» **課題**
採卵についての抜粋文から、治療に使用できないものとして名前が挙げられている卵子の種類をすべて書き出してください。

採卵は、膣内に挿入した超音波検査によって卵巣の位置を確認しながら、細い穿刺針を押し進め、卵胞を穿刺することで行います。
採取された卵胞液には卵子が1個存在しており、顕微鏡で観察しながらこれを回収します。
膣壁と腹腔を隔てている壁は薄く、針先を膣から数センチほど進めるだけで容易に卵巣に到達できます。
採卵の所要時間は、卵胞数によって異なりますが、5~20分ぐらいです。
採卵時には麻酔をかけますので痛みの心配はありません。

採卵直前の診察で、例えば10個の卵胞が確認されていても、必ずしも10個の卵子が回収できる訳ではありません。
卵子が未熟な「未成熟卵」や、卵胞中に卵子が存在しない「空胞」、卵子の不良品である「形成不全卵」、「変性卵」などがあり、これらは治療に使用することができません。
こうした異常卵子は、誰にでも認められますが、年齢が進むにつれて増加します。

 採卵の手順

①病室で病衣に着替え、麻酔用の点滴をします。
 採卵室に入室する前にトイレを済ませます
採卵室で膣の洗浄を行った後、麻酔をかけて採卵を始めます。
終了後は病室で数時間の安静をとり、午後1~2時頃の帰宅となります。

 

採卵時の注意事項

採卵の際には、安全確保のために各種の生体モニターを使用します。

» **提供データ**
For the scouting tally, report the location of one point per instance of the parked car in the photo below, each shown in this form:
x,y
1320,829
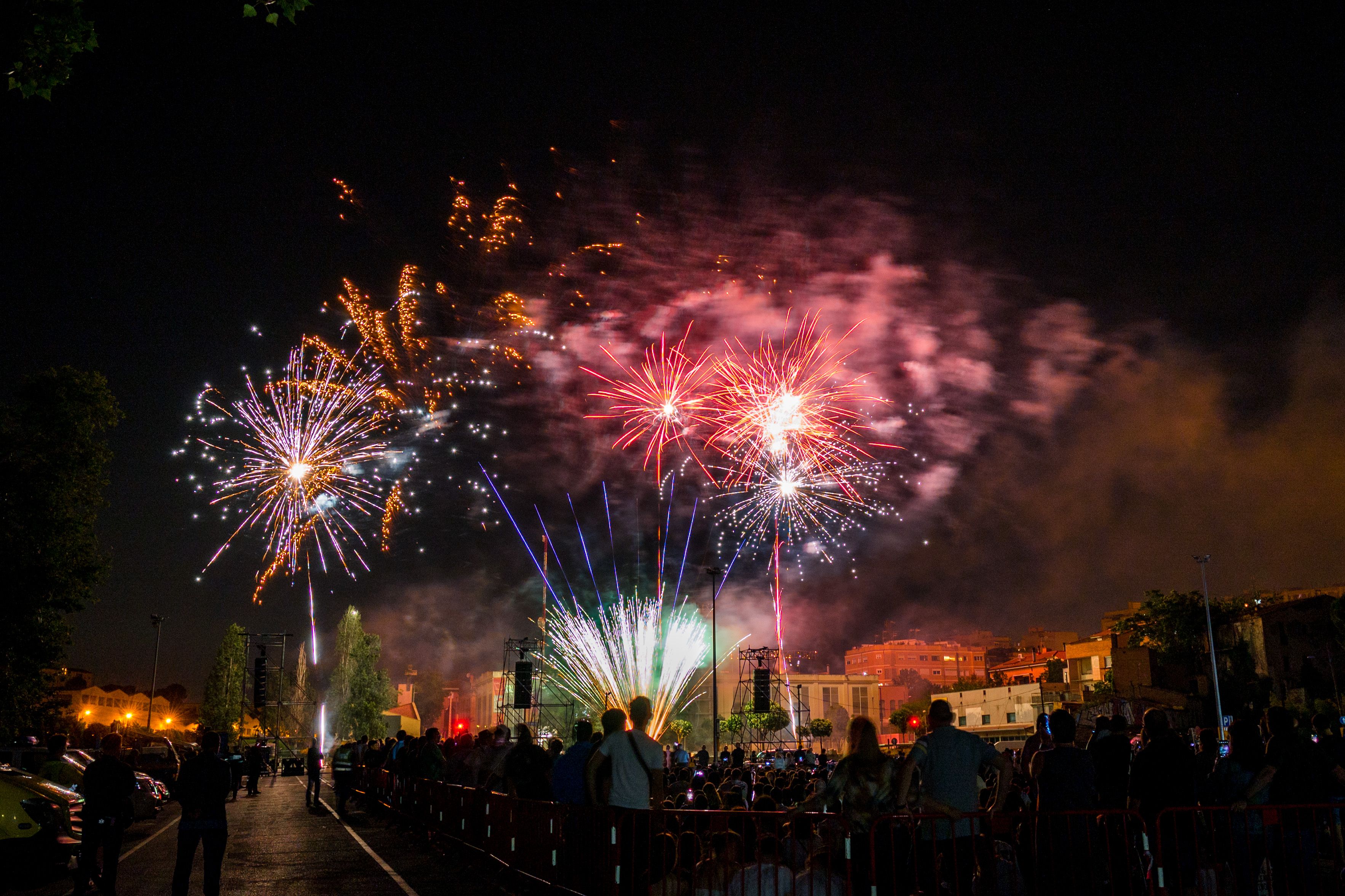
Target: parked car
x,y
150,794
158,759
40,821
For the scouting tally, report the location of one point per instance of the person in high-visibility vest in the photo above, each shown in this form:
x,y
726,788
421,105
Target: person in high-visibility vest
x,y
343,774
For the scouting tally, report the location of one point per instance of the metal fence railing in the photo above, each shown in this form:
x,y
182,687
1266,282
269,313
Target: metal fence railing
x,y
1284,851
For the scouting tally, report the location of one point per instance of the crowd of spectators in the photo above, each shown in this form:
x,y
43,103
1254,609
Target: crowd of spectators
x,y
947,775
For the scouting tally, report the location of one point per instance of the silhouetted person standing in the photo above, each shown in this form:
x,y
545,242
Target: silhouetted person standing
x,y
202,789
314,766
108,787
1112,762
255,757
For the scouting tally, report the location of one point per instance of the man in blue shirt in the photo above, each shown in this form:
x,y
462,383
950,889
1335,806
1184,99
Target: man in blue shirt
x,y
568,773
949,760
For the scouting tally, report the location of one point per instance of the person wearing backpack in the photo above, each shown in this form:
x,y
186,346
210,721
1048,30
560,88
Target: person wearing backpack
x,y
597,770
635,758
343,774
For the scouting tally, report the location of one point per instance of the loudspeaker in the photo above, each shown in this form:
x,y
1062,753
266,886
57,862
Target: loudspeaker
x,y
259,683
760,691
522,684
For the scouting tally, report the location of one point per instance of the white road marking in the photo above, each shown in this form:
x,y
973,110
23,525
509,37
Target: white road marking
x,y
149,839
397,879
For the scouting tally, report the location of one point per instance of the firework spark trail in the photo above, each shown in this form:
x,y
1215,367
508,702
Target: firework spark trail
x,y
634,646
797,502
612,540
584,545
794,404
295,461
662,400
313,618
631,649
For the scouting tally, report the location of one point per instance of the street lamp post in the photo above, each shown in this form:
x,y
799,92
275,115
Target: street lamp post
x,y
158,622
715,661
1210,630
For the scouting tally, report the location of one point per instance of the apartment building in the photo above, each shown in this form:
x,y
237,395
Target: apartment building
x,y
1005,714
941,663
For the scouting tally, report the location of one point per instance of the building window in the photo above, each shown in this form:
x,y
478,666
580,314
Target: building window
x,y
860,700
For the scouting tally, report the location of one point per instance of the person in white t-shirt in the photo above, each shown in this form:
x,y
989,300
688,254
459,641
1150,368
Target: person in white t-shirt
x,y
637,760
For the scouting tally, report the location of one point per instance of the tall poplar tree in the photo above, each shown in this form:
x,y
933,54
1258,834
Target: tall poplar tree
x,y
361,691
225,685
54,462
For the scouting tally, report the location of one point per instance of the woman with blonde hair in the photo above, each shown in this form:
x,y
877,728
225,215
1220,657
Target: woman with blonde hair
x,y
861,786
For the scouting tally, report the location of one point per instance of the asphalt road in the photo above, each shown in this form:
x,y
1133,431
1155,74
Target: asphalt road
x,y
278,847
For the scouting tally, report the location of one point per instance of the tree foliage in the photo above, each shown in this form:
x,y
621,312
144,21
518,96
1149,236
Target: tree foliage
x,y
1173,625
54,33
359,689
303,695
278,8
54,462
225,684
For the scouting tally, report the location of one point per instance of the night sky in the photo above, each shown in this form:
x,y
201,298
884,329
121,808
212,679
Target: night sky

» **解答**
未成熟卵、空胞、形成不全卵、変性卵